SET EXERCISE: Arrange each line of the rows below as a JSON list of strings, one string per line, with blank lines dropped. Leave the pictures out of the list.

EXERCISE DATA:

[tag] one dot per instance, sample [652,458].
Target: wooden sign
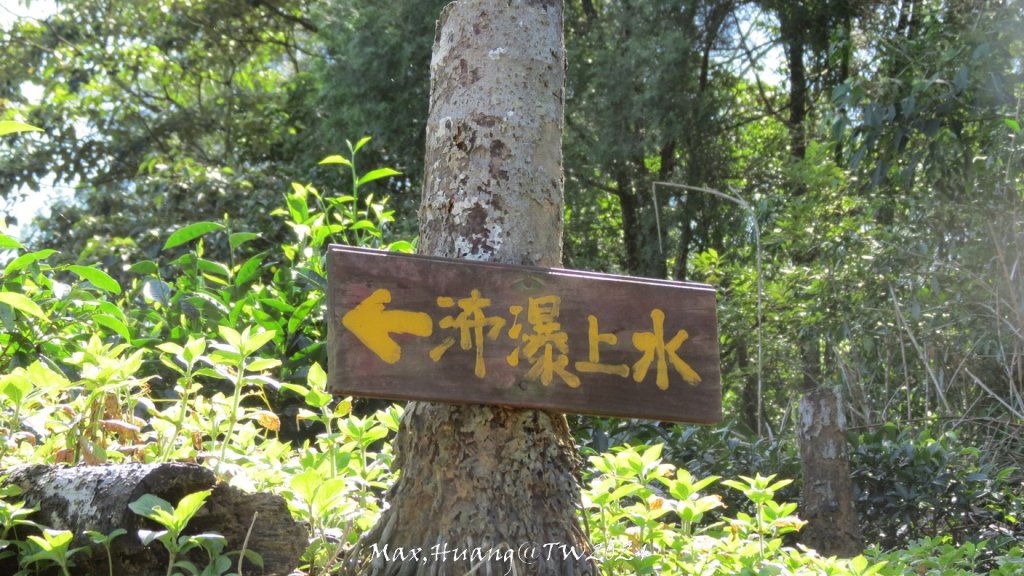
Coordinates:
[408,327]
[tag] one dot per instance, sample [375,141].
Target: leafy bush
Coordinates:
[912,485]
[219,360]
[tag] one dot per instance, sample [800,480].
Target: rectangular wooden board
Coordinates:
[406,327]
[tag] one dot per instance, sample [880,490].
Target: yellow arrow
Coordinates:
[374,326]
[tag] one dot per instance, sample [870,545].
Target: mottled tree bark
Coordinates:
[487,487]
[832,528]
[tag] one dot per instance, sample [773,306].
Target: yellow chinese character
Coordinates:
[471,324]
[652,345]
[540,347]
[596,338]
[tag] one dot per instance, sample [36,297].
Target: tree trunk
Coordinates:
[487,487]
[833,525]
[96,498]
[827,506]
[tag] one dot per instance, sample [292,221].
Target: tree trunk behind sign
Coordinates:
[476,480]
[827,504]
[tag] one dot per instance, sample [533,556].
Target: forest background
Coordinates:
[845,172]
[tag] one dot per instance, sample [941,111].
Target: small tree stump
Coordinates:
[84,498]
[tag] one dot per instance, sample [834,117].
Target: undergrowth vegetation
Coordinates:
[213,352]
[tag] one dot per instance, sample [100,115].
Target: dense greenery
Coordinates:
[96,370]
[871,150]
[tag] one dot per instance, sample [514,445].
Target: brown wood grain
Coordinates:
[540,327]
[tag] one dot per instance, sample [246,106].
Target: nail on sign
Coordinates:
[408,327]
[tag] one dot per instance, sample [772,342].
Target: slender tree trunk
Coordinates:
[632,233]
[487,487]
[828,509]
[827,496]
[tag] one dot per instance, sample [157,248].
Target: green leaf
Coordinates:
[97,278]
[305,484]
[15,386]
[11,126]
[114,324]
[153,507]
[187,507]
[256,341]
[144,268]
[336,159]
[192,232]
[249,271]
[377,174]
[316,377]
[9,243]
[25,260]
[239,238]
[401,246]
[22,303]
[363,141]
[261,364]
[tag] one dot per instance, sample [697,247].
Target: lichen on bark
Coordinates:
[487,479]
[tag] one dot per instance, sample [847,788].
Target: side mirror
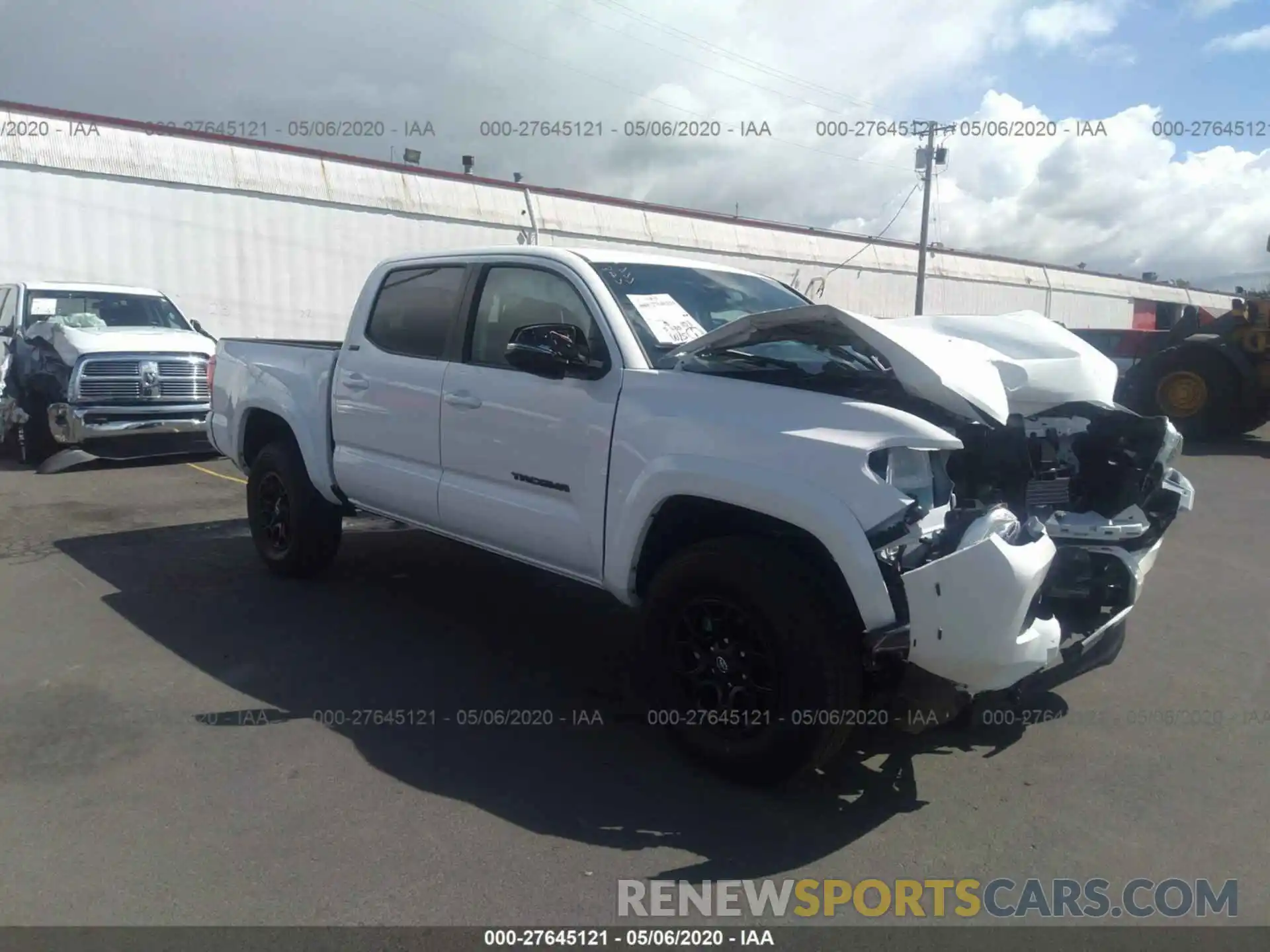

COMPLETE ANSWER:
[
  "[tag] one dot per instance, sample [652,458].",
  "Target: wooden sign",
  "Coordinates:",
  "[408,327]",
  "[tag] one dot per instance, sample [375,141].",
  "Target: leafy bush",
  "Coordinates:",
  "[912,485]",
  "[219,360]",
  "[tag] one dot per instance, sample [800,480].",
  "Target: rectangular wooden board",
  "Coordinates:",
  "[406,327]",
  "[tag] one dot per instance, sample [880,490].",
  "Target: yellow arrow",
  "Coordinates:",
  "[374,326]",
  "[tag] one dot per instance, sample [870,545].",
  "Target: mottled tree bark",
  "Coordinates:",
  "[487,487]",
  "[832,528]",
  "[tag] one dot per instance, sample [773,306].",
  "Target: yellow chinese character",
  "Coordinates:",
  "[471,324]",
  "[652,345]",
  "[540,347]",
  "[596,338]",
  "[tag] one dot per instance, sample [36,297].",
  "Target: tree trunk",
  "Coordinates:",
  "[487,487]",
  "[833,525]",
  "[96,498]",
  "[827,506]",
  "[tag] one dot per instance, sample [292,221].",
  "Target: tree trunk behind sign",
  "Coordinates:",
  "[476,480]",
  "[827,504]",
  "[tag] one dot per instance, sample [533,556].",
  "Target: forest background",
  "Coordinates:",
  "[845,172]",
  "[tag] one dot per instance, sample [941,111].",
  "Target: small tree stump",
  "Coordinates:",
  "[84,498]",
  "[tag] one dot per instance, sample [834,117].",
  "Target: undergrowth vegetation",
  "Coordinates:",
  "[213,352]",
  "[tag] one dot per instance, sample [100,115].",
  "Target: dense greenery",
  "Coordinates:",
  "[96,370]",
  "[871,150]",
  "[tag] one dot per instance, sample [514,445].",
  "Target: brown wood grain",
  "Coordinates:",
  "[540,327]",
  "[tag] one dot per instance, sample [246,106].",
  "Target: nail on sign",
  "Coordinates:",
  "[408,327]",
  "[tag] one dot per instance, sample [772,342].",
  "Target: slender tree trunk",
  "Coordinates:",
  "[632,233]",
  "[487,487]",
  "[828,509]",
  "[827,496]",
  "[tag] one dot per instance, sample [157,248].",
  "Target: green leaf",
  "Coordinates:",
  "[97,278]",
  "[305,484]",
  "[15,386]",
  "[11,126]",
  "[114,324]",
  "[153,507]",
  "[187,507]",
  "[256,341]",
  "[144,268]",
  "[336,159]",
  "[192,232]",
  "[249,271]",
  "[377,174]",
  "[316,377]",
  "[9,243]",
  "[25,260]",
  "[239,238]",
  "[401,246]",
  "[22,303]",
  "[363,141]",
  "[261,364]",
  "[tag] one dot per instance, sample [697,247].",
  "Target: lichen on bark",
  "Coordinates:",
  "[487,479]",
  "[tag] one dot per instance, sample [847,788].",
  "Target: side mirror"
]